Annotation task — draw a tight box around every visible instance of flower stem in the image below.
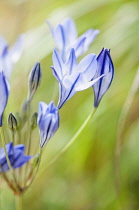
[0,127,18,191]
[16,196,23,210]
[0,127,13,174]
[43,108,97,170]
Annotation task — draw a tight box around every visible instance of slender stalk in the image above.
[38,108,97,174]
[24,147,42,190]
[16,196,23,210]
[0,127,18,190]
[115,69,139,194]
[0,127,13,172]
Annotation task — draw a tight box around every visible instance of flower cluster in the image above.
[0,19,114,194]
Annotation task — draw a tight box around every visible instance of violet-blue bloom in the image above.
[0,35,23,79]
[51,49,104,109]
[47,18,99,62]
[37,102,59,148]
[0,142,32,173]
[93,48,114,107]
[28,62,42,101]
[0,71,10,127]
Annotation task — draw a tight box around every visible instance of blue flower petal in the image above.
[93,49,114,107]
[0,72,9,127]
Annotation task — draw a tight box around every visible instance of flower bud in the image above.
[93,48,114,107]
[28,62,41,101]
[31,112,38,129]
[8,113,17,131]
[31,153,40,169]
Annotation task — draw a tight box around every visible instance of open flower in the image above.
[0,71,9,127]
[37,102,59,148]
[0,35,23,79]
[93,48,114,107]
[47,18,99,62]
[52,49,104,109]
[0,142,32,173]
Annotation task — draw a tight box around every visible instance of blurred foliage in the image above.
[0,0,139,210]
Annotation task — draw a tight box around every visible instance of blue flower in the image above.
[37,102,59,148]
[93,48,114,107]
[0,142,32,173]
[28,62,42,101]
[0,71,10,127]
[0,35,23,79]
[52,49,104,109]
[47,18,99,62]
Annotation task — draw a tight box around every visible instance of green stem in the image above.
[41,108,97,173]
[16,196,23,210]
[0,127,18,190]
[0,127,13,172]
[24,148,42,189]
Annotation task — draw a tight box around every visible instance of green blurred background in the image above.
[0,0,139,210]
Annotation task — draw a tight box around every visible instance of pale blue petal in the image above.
[52,49,65,79]
[77,53,97,81]
[73,37,86,58]
[62,18,77,46]
[65,49,77,75]
[93,49,114,107]
[0,36,8,56]
[75,74,105,92]
[58,72,80,109]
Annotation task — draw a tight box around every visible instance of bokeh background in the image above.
[0,0,139,210]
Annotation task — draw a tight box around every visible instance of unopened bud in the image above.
[31,153,40,169]
[31,112,38,129]
[8,113,17,131]
[28,62,41,101]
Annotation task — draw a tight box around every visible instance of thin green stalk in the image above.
[40,108,97,174]
[0,127,13,173]
[115,69,139,194]
[0,127,18,190]
[24,147,42,189]
[16,196,23,210]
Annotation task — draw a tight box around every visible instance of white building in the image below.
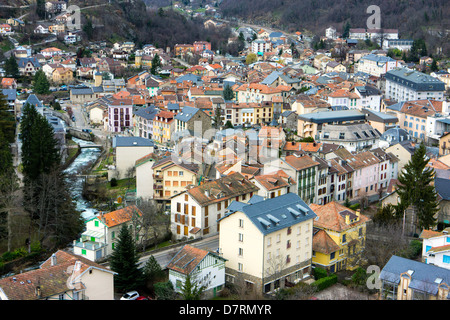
[167,245,225,297]
[73,205,142,261]
[420,228,450,269]
[108,136,155,180]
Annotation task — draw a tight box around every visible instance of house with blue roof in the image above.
[173,106,212,140]
[108,136,155,180]
[385,68,445,101]
[17,57,41,76]
[355,53,400,77]
[133,105,159,139]
[218,193,317,293]
[379,255,450,301]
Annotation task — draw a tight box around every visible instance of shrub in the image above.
[311,274,337,291]
[109,178,117,187]
[314,267,328,280]
[153,281,175,300]
[2,251,14,262]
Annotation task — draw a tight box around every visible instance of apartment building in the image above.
[170,172,258,239]
[219,193,316,293]
[385,68,445,102]
[310,201,370,272]
[152,157,198,201]
[379,255,450,301]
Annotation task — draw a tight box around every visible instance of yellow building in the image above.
[310,201,370,272]
[48,24,65,34]
[153,110,175,144]
[219,193,316,293]
[152,157,198,200]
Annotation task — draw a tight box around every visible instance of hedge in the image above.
[311,274,337,291]
[314,267,328,280]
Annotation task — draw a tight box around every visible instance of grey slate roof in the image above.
[174,106,200,122]
[380,255,450,295]
[0,89,17,101]
[380,127,411,144]
[385,68,445,91]
[434,178,450,200]
[298,110,366,124]
[134,106,159,120]
[113,136,155,148]
[222,193,317,235]
[24,93,44,108]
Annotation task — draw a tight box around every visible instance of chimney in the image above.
[51,254,56,266]
[345,214,350,224]
[35,285,42,299]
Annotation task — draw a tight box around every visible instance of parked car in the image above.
[120,291,140,300]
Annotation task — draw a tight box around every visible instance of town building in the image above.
[219,193,316,293]
[310,201,370,272]
[167,245,226,298]
[170,172,258,239]
[385,68,445,102]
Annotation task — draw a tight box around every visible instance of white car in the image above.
[120,291,140,300]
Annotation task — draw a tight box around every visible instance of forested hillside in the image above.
[83,1,234,50]
[220,0,450,53]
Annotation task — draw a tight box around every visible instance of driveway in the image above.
[314,283,377,300]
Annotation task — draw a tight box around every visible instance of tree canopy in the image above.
[397,143,438,229]
[111,224,143,292]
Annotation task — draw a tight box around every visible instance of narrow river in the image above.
[65,138,101,219]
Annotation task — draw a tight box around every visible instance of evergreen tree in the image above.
[83,19,94,40]
[144,255,164,289]
[181,274,206,300]
[0,91,16,143]
[430,59,439,72]
[397,143,438,229]
[21,105,61,180]
[36,0,45,19]
[33,70,50,94]
[342,21,350,39]
[223,84,234,101]
[150,53,161,74]
[213,106,222,129]
[111,225,143,292]
[0,130,19,251]
[5,55,19,78]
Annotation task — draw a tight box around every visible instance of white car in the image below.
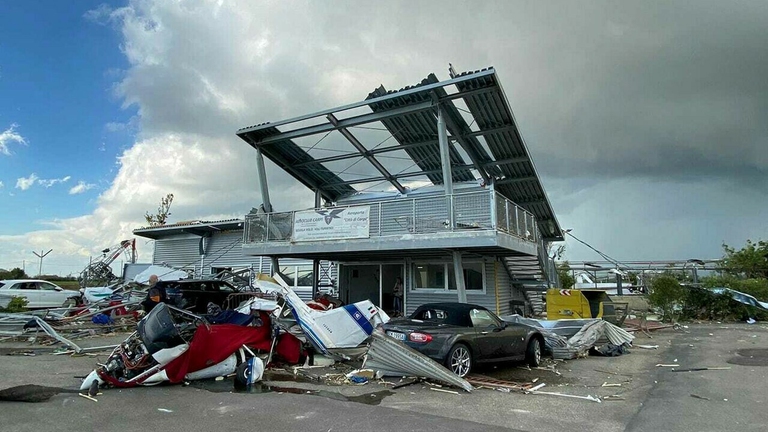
[0,279,80,309]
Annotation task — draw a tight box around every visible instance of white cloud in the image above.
[0,123,27,156]
[69,180,96,195]
[0,0,768,276]
[16,173,38,190]
[37,176,72,189]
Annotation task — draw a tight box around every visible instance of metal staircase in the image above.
[503,238,559,316]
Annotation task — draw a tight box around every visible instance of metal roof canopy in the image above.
[133,219,244,240]
[237,68,563,240]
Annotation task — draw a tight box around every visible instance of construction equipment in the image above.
[77,239,136,288]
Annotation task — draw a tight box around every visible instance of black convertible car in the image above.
[384,303,544,377]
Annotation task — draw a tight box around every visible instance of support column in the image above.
[437,105,456,230]
[453,251,467,303]
[312,189,323,300]
[256,147,272,213]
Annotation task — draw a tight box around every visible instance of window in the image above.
[278,266,296,287]
[414,309,448,323]
[413,261,485,291]
[469,309,498,328]
[37,282,56,291]
[448,262,483,291]
[280,265,314,288]
[296,266,314,287]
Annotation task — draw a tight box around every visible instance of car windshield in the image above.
[469,309,498,327]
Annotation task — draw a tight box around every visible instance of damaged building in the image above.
[134,68,563,315]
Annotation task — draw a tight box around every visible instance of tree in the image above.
[144,194,173,226]
[722,240,768,279]
[648,275,686,321]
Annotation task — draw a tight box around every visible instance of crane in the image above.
[77,239,136,288]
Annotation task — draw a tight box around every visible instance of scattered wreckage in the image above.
[0,274,664,400]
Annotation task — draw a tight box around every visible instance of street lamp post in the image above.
[32,249,53,276]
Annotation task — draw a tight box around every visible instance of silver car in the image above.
[0,279,80,309]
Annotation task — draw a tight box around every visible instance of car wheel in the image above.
[525,337,541,367]
[445,344,472,378]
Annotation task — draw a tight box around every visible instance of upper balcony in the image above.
[237,68,563,259]
[243,190,540,259]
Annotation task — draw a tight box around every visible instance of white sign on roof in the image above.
[293,206,371,242]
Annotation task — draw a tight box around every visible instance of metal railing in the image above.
[495,192,539,242]
[243,191,538,244]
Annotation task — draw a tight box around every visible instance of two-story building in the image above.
[230,68,563,314]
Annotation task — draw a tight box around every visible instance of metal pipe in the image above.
[256,147,272,213]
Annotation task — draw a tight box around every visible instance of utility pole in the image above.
[32,249,53,276]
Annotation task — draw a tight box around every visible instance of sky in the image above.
[0,0,768,275]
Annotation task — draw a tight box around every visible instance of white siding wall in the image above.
[153,231,338,300]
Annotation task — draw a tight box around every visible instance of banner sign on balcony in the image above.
[293,206,371,242]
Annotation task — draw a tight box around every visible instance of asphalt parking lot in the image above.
[0,323,768,432]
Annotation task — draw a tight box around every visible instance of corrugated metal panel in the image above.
[366,74,475,184]
[203,231,254,274]
[363,329,472,392]
[456,73,562,238]
[238,123,355,201]
[152,236,200,271]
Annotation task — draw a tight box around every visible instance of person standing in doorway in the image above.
[392,276,403,316]
[141,275,168,312]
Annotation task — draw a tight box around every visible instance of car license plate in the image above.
[387,331,405,341]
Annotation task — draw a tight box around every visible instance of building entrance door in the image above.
[339,264,405,314]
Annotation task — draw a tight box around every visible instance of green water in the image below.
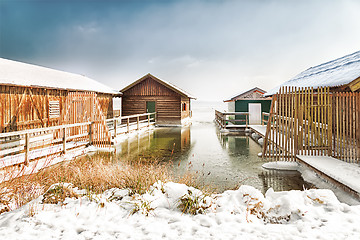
[112,101,309,192]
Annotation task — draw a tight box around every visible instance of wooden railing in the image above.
[0,122,94,168]
[0,113,156,168]
[215,110,249,128]
[106,112,156,138]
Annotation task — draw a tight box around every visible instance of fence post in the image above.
[89,122,94,145]
[126,117,130,133]
[24,133,30,165]
[114,118,117,137]
[63,127,66,154]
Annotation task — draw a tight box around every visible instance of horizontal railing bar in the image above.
[0,122,91,138]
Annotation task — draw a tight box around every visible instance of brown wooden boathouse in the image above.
[120,74,195,125]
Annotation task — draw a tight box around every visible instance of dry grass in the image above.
[0,153,207,213]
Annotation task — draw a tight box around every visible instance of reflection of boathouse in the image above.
[122,74,195,125]
[118,127,191,160]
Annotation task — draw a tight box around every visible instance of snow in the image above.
[265,51,360,96]
[297,155,360,193]
[0,58,120,94]
[262,161,299,171]
[0,182,360,239]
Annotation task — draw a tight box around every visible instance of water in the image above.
[112,102,309,192]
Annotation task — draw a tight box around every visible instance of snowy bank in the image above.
[262,161,299,171]
[0,182,360,239]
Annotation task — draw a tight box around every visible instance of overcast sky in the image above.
[0,0,360,100]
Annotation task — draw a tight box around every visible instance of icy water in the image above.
[112,102,310,192]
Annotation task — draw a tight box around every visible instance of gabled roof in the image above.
[0,58,121,95]
[266,51,360,95]
[120,73,196,99]
[224,87,266,102]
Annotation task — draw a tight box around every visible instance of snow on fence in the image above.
[263,87,360,162]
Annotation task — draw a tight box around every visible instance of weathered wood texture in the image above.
[61,92,112,147]
[122,77,190,124]
[263,87,360,162]
[0,85,113,132]
[181,97,191,119]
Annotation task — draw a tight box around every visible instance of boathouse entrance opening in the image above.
[146,101,156,113]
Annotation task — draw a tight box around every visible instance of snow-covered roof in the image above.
[265,51,360,96]
[0,58,121,94]
[224,87,266,102]
[120,73,196,99]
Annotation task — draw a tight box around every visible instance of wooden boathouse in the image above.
[224,87,271,125]
[0,58,121,133]
[0,58,121,168]
[263,51,360,198]
[120,73,195,125]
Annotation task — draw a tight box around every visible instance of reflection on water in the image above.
[112,101,309,192]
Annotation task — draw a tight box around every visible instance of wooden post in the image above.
[24,133,30,165]
[114,118,117,137]
[63,127,66,154]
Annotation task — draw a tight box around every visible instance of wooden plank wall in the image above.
[122,77,186,124]
[62,92,111,147]
[333,92,360,163]
[122,96,181,124]
[0,86,66,132]
[181,97,191,119]
[263,87,333,161]
[263,87,360,163]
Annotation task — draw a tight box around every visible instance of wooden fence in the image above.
[0,113,156,168]
[263,87,360,162]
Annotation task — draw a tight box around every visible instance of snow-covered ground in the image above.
[0,182,360,240]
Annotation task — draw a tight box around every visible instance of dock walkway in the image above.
[248,125,360,197]
[248,125,266,137]
[296,155,360,196]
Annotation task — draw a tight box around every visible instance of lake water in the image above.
[112,101,310,192]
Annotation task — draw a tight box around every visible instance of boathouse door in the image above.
[249,103,261,125]
[146,101,156,113]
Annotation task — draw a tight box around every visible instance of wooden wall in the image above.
[122,96,181,124]
[122,77,190,124]
[0,85,112,132]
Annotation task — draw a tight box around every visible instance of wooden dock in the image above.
[296,155,360,199]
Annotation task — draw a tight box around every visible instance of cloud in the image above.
[0,0,360,100]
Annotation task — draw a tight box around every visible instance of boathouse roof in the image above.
[120,73,196,99]
[224,87,266,102]
[0,58,121,95]
[265,51,360,95]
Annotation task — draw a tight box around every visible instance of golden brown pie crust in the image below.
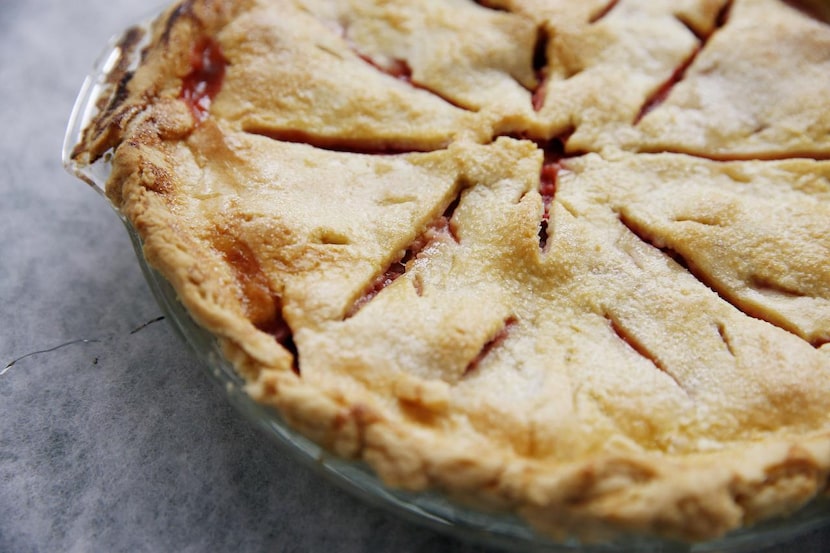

###

What needs to be done =>
Please turn only the lines from the one containing "parked car in the image above." up to and including the one containing "[314,283,377,300]" into a Markdown table with the columns Row and Line. Leave out any blank lines.

Response to this task =>
| Row | Line |
|---|---|
| 1 | Annotation task — draw a tight box around every visible instance of parked car in the image above. |
| 2 | [120,291,140,300] |
| 3 | Annotation task — draw a tight box around every visible instance of town building in the image above. |
| 4 | [219,193,316,293] |
| 5 | [310,201,370,272] |
| 6 | [167,245,226,298] |
| 7 | [170,172,258,239] |
| 8 | [385,68,445,102] |
| 9 | Annotation task — draw a tight box around every visible instance of white car in the image above. |
| 10 | [120,291,140,300] |
| 11 | Annotation task — draw a tight box around every visible instance of forested hillside in the image above. |
| 12 | [83,1,234,50] |
| 13 | [220,0,450,53] |
| 14 | Annotation task — draw a tight box around every visible instance of driveway in the image above. |
| 15 | [314,283,377,300] |